◆ Extract to read ◆

For many, the holidays start with the post-Thanksgiving shopping weekend. Before then, Christmas music in a store is premature; afterward, it’s expected.
For me, holiday traditions begin in late October, when the Meta ad platform goes haywire.
Q4 is off to a particularly rough start, said Rok Hladnik, managing partner of the social and ecommerce agency Flat Circle. “This year reminds me of 2018,” he said.
For those who observe the annual ritual of Facebook’s autumn platform malfunctions, 2018 recalls painful memories of a full-on meltdown right up to Black Friday, with many ad buyers locked out of accounts entirely or campaigns being disabled.
Those dark premonitions come about because one problem agencies have had in the past couple of weeks is basic Meta account access.
Why is this still happening?!
Shouldn’t Meta, and Facebook before that, have figured out how to run the ad platform during the holiday season without going off the rails?

[Stored records]
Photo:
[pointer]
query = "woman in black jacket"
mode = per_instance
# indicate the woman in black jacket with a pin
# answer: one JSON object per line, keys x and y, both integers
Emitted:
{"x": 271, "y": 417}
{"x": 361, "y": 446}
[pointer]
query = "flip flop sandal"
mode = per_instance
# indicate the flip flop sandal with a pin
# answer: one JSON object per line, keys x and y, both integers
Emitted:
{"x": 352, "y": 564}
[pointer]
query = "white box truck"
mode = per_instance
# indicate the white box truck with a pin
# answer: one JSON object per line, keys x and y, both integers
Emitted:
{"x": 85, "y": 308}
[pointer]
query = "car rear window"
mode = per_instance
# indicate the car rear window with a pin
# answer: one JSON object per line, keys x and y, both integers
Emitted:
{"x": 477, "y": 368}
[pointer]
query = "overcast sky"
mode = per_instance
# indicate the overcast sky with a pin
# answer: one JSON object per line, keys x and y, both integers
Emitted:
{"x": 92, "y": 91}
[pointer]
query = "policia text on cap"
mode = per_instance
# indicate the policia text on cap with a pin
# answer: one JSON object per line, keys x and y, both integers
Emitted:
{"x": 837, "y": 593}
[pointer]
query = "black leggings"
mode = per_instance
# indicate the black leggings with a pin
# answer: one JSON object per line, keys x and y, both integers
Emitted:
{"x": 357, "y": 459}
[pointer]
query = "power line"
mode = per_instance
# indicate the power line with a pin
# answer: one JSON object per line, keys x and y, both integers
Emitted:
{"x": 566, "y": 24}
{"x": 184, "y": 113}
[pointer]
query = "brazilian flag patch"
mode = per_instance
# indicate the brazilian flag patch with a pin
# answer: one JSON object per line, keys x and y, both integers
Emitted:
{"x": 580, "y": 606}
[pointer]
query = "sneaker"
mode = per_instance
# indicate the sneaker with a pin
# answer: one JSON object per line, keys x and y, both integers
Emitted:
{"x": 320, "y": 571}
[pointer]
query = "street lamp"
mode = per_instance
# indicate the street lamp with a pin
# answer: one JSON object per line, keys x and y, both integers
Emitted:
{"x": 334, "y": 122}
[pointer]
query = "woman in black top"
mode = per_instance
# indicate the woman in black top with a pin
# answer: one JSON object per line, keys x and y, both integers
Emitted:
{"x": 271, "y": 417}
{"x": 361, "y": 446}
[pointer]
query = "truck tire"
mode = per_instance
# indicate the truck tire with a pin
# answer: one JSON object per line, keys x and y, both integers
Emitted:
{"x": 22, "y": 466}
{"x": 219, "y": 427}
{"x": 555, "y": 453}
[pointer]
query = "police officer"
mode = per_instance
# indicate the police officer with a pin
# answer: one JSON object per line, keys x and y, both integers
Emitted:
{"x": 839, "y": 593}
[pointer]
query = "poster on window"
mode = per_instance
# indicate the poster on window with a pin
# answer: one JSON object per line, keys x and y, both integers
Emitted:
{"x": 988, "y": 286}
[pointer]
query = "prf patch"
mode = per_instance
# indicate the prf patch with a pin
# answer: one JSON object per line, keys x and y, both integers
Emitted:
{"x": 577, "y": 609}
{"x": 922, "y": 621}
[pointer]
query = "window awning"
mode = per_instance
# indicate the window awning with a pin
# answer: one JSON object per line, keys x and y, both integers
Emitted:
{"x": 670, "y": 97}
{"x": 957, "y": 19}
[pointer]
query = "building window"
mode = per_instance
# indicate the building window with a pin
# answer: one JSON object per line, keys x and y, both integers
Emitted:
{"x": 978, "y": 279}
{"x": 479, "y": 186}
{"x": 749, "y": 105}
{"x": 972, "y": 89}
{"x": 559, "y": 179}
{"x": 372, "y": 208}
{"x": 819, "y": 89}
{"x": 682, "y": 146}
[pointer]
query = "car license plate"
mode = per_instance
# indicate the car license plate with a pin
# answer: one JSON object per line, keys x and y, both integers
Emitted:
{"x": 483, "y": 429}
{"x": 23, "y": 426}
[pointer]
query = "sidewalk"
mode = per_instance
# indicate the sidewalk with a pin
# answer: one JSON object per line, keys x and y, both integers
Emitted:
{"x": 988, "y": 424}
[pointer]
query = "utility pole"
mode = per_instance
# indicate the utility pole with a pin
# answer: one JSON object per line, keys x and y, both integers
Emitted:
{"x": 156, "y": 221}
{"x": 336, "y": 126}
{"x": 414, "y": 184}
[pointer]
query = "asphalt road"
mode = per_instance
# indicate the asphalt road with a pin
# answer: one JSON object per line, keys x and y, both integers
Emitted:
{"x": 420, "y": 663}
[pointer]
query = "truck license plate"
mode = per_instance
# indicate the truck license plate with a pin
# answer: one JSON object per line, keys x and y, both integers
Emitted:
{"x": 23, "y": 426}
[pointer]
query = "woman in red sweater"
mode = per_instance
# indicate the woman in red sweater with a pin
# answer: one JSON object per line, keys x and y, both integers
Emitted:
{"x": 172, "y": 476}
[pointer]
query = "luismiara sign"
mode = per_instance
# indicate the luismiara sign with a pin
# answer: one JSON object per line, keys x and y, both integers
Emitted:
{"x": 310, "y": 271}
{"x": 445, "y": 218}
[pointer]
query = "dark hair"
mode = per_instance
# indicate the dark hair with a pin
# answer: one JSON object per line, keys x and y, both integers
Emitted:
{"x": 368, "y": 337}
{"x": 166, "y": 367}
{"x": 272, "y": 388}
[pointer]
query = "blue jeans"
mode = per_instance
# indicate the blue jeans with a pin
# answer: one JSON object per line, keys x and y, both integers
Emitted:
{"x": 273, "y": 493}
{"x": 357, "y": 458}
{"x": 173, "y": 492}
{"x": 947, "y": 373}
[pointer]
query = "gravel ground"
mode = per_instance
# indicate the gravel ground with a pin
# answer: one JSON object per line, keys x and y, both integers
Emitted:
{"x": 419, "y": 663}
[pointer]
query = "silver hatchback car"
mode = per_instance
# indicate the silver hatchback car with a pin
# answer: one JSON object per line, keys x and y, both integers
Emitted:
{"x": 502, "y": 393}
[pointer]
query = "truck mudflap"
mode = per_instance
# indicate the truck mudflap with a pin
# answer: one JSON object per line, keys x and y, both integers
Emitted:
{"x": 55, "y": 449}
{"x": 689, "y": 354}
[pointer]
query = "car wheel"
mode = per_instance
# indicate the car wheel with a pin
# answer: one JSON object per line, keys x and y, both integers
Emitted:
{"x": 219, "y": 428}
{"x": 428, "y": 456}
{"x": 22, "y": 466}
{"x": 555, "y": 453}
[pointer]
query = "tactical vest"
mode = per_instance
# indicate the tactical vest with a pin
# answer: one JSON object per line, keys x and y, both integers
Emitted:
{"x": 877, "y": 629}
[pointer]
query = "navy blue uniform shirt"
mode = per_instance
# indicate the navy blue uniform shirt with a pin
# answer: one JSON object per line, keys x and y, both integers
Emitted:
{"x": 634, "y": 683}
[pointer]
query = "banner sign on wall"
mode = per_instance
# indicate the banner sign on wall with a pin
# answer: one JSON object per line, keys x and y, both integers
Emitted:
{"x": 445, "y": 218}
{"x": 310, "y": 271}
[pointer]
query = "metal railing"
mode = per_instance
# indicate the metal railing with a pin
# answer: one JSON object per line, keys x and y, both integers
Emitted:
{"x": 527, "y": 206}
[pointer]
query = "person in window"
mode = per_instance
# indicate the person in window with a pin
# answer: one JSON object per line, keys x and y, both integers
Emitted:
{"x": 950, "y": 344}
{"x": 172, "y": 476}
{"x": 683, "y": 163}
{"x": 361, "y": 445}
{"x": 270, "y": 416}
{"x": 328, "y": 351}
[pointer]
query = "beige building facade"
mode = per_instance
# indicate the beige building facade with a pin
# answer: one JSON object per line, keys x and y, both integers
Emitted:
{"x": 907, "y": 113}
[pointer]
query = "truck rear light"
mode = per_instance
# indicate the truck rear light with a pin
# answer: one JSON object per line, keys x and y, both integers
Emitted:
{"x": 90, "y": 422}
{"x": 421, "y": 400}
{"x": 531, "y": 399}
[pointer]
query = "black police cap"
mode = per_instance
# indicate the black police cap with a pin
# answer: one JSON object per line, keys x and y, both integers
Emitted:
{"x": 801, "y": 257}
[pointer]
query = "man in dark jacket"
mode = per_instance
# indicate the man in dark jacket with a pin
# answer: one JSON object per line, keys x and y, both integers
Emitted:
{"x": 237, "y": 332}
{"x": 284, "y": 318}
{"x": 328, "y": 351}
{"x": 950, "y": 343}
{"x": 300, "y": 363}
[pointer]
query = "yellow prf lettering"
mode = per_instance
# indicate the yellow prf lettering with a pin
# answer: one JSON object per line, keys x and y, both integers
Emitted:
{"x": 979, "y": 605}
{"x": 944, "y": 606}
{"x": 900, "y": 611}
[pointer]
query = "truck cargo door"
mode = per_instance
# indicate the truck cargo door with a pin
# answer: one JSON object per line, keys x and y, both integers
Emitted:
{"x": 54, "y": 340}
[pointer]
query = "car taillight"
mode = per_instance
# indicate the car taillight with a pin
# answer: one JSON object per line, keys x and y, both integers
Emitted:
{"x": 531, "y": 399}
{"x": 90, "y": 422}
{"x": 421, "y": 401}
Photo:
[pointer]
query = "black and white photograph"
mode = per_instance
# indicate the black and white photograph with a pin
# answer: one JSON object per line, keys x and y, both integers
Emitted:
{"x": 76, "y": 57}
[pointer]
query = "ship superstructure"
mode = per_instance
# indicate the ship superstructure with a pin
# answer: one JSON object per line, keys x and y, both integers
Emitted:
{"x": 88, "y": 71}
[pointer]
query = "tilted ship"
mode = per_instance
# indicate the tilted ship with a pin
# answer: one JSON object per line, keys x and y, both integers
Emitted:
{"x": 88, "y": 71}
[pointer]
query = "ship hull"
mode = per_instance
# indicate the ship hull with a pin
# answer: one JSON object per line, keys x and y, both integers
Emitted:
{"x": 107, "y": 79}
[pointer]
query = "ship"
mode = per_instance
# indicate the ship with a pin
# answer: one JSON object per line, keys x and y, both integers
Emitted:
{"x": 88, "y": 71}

◆ Required actions ◆
1. Reproduce the passage about Meta's holiday ad troubles, starting at "For me, holiday" and ending at "off the rails?".
2. Go on with the passage about Meta's holiday ad troubles, picking up right after its final sentence.

◆ Answers to the exercises ◆
1.
For me, holiday traditions begin in late October, when the Meta ad platform goes haywire.
Q4 is off to a particularly rough start, said Rok Hladnik, managing partner of the social and ecommerce agency Flat Circle. “This year reminds me of 2018,” he said.
For those who observe the annual ritual of Facebook’s autumn platform malfunctions, 2018 recalls painful memories of a full-on meltdown right up to Black Friday, with many ad buyers locked out of accounts entirely or campaigns being disabled.
Those dark premonitions come about because one problem agencies have had in the past couple of weeks is basic Meta account access.
Why is this still happening?!
Shouldn’t Meta, and Facebook before that, have figured out how to run the ad platform during the holiday season without going off the rails?

2.
And while, yes, this should be resolved, there are important caveats to consider.
For one, the Meta ad platform is swamped every year during the holidays because that’s when its capacity is stretched. Every advertiser and agency is active on the platform.
Amazon has had Prime Day outages; retailer sites crash on Black Friday; Netflix lagged when it tried live television.
The problem for Meta, though, isn’t just heightened capacity. Its engineers are also tinkering like mad in October and early November, before the company halts all platform updates for fear of disturbing big-spending Q4 campaigns, Hladnik said. Any product launches must be out the door this week or shelved until next year.
The company is also fine-tuning its machine-learning algorithm in the lead-up to the Black Friday weekend, which causes big shake-ups for ad accounts, he said.
The cold start conundrum
Meta ads consultant Jon Loomer surfaced a note being sent to ad accounts that, beginning this week, the platform will prompt users to enable “greater daily budget flexibility,” which increases how far over their daily budget the platform is allowed to spend. Meta’s algorithm is allowed to spend up to 25% more than an advertiser’s daily budget cap, and the new rule pushes it up to 75%.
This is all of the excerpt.